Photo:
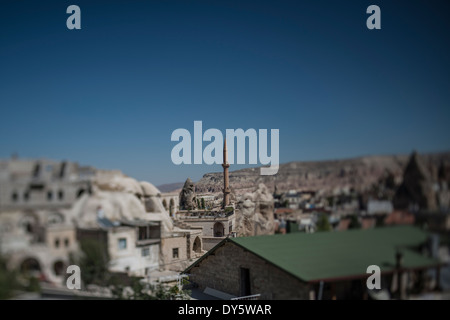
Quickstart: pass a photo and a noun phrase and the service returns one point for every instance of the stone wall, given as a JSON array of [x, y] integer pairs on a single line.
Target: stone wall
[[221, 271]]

********

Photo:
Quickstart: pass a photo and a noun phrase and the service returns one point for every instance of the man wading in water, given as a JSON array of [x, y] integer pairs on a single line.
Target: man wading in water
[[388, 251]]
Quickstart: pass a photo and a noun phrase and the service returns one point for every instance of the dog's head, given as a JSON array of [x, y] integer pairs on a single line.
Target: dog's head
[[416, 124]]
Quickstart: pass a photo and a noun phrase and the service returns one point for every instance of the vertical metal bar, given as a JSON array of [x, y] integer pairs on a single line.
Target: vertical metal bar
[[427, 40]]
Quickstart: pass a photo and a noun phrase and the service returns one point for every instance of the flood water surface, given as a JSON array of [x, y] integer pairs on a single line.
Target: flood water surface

********

◆ Task statement: Convert the text from the line with "of the flood" up to and including the line with "Target: flood water surface" into a JSON list of strings, one string per line, with blank lines left out.

◆ Answer to the problem:
[
  "Quickstart: pass a photo and a noun phrase and the service returns one point for every instance of the flood water surface, given as a JSON array of [x, y] integer pairs on a single line.",
  "Target: flood water surface"
]